**TEXTAUSZUG**
Liebst Du mich eigentlich
Gefühle und Zuneigung auszutauschen war nie eine Stärke unserer Familie gewesen. Man nahm sie mit einem Anflug von Verlegenheit zur Kenntnis. Ich kann mich nicht erinnern, daß die Worte "Ich habe dich lieb" jemals gefallen wären.
Als mein Vater in Rente
ging, machte er seinen Traum war und sie zogen an die Küste.
Andere konnten nicht verstehen, daß es uns nichts ausmachte, so weit weg
zu leben.
Für mich war
das kein Thema. Doch auch das sollte sich ändern;
Ca . 8 Monate nach ihrem Umzug erhielt ich einen Anruf von meiner Mutter:"Ich habe schlechte Nachrichten. Papa hat Krebs. Aber mach dir keine Sorgen", beruhigte sie mich. "Es ist Hodgkin-Lymphom und nach den Ärzten kann man das gut behandeln"
Er müsse jetzt eine
Chemotherapie machen und würde schon in ein paar Monaten wieder der Alte
sein. Aber als ich zwei Monate später zu Besuch kam, erschrak ich. Er wirkte
zerbrechlich, abgemagert und sein Kopf war kahl. Er kam mir vor wie 90, obwohl
er erst 60 Jahre alt war.

**AUFGELISTETE ZEILEN**
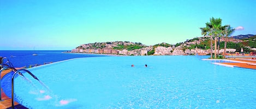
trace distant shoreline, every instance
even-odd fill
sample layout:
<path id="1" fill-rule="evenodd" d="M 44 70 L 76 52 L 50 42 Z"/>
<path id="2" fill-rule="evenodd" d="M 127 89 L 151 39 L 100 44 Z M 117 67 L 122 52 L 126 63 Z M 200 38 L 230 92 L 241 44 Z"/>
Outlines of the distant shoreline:
<path id="1" fill-rule="evenodd" d="M 73 53 L 73 54 L 92 54 L 92 55 L 112 56 L 127 56 L 127 55 L 117 55 L 117 54 L 99 54 L 99 53 L 78 53 L 78 52 L 62 52 L 62 53 Z"/>

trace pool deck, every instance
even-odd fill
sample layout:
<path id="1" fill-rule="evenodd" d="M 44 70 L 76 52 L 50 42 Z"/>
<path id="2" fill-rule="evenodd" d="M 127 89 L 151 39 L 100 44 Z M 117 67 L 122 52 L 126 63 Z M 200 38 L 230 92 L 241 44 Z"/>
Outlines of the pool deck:
<path id="1" fill-rule="evenodd" d="M 1 73 L 1 78 L 6 74 L 10 72 L 10 69 L 5 70 Z M 11 99 L 7 97 L 3 90 L 1 89 L 2 101 L 0 101 L 0 108 L 11 108 Z M 17 109 L 28 109 L 23 106 L 19 104 L 16 102 L 14 102 L 14 107 Z"/>
<path id="2" fill-rule="evenodd" d="M 213 62 L 212 63 L 227 67 L 256 69 L 256 59 L 252 59 L 252 57 L 236 57 L 228 59 L 226 60 L 228 61 L 230 61 L 231 62 Z"/>

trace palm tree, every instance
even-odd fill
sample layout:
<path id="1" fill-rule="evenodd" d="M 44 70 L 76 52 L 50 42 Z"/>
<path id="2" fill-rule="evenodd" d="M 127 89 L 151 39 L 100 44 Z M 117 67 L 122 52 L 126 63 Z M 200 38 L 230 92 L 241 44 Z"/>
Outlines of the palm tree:
<path id="1" fill-rule="evenodd" d="M 226 55 L 226 48 L 227 48 L 227 38 L 230 36 L 234 32 L 235 32 L 235 29 L 233 29 L 229 25 L 227 25 L 227 27 L 225 28 L 225 29 L 223 30 L 223 34 L 225 35 L 225 43 L 224 43 L 224 52 L 223 52 L 223 57 L 225 58 Z"/>
<path id="2" fill-rule="evenodd" d="M 225 29 L 226 29 L 226 28 L 227 28 L 229 26 L 229 25 L 225 25 L 224 26 L 221 26 L 221 28 L 219 28 L 219 34 L 218 35 L 218 53 L 217 53 L 217 56 L 219 56 L 219 40 L 221 37 L 222 36 L 225 35 Z"/>
<path id="3" fill-rule="evenodd" d="M 211 47 L 211 49 L 210 51 L 210 54 L 211 54 L 211 59 L 212 59 L 212 25 L 210 22 L 206 22 L 205 23 L 206 27 L 204 28 L 200 28 L 201 29 L 201 35 L 204 35 L 204 36 L 210 36 L 210 47 Z"/>
<path id="4" fill-rule="evenodd" d="M 211 22 L 211 25 L 212 25 L 212 33 L 214 37 L 217 37 L 221 35 L 221 28 L 222 24 L 222 20 L 220 18 L 215 18 L 212 17 L 210 18 L 210 21 Z M 215 47 L 215 58 L 216 59 L 216 47 Z"/>

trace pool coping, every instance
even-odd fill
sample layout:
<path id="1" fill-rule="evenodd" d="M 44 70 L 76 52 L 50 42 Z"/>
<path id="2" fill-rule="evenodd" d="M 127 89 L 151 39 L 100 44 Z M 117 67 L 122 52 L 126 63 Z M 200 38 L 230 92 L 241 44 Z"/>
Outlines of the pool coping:
<path id="1" fill-rule="evenodd" d="M 202 60 L 205 61 L 225 61 L 225 62 L 211 62 L 219 66 L 223 66 L 229 67 L 239 67 L 246 69 L 251 69 L 256 70 L 256 61 L 248 59 L 251 57 L 237 57 L 235 59 L 204 59 Z M 236 62 L 236 63 L 234 63 Z"/>

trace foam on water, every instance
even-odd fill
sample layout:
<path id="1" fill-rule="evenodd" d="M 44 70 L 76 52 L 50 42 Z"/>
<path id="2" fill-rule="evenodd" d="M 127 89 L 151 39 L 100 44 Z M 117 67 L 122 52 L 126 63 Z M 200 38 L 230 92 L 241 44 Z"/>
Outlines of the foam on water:
<path id="1" fill-rule="evenodd" d="M 37 109 L 256 108 L 255 70 L 202 58 L 86 57 L 28 69 L 44 84 L 17 77 L 15 101 Z"/>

**ZU ERLEDIGEN**
1/ Schreibe aus dem Textauszug den Abschnitt ab, der bei „Als mein Vater“ beginnt und bei „Jahre alt war.“ endet.
2/ Beantworte anhand des Textauszugs diese Fragen:
(a) Wohin zogen die Eltern, als der Vater in Rente ging?
(b) Welche Krebsart hatte der Vater laut der Mutter?
(c) Wie alt war der Vater?

**ANTWORTEN**
1/
Als mein Vater in Rente
ging, machte er seinen Traum war und sie zogen an die Küste.
Andere konnten nicht verstehen, daß es uns nichts ausmachte, so weit weg
zu leben.
Für mich war
das kein Thema. Doch auch das sollte sich ändern;
Ca . 8 Monate nach ihrem Umzug erhielt ich einen Anruf von meiner Mutter:"Ich habe schlechte Nachrichten. Papa hat Krebs. Aber mach dir keine Sorgen", beruhigte sie mich. "Es ist Hodgkin-Lymphom und nach den Ärzten kann man das gut behandeln"
Er müsse jetzt eine
Chemotherapie machen und würde schon in ein paar Monaten wieder der Alte
sein. Aber als ich zwei Monate später zu Besuch kam, erschrak ich. Er wirkte
zerbrechlich, abgemagert und sein Kopf war kahl. Er kam mir vor wie 90, obwohl
er erst 60 Jahre alt war.

2/
(a) An die Küste.
(b) Hodgkin-Lymphom.
(c) 60 Jahre.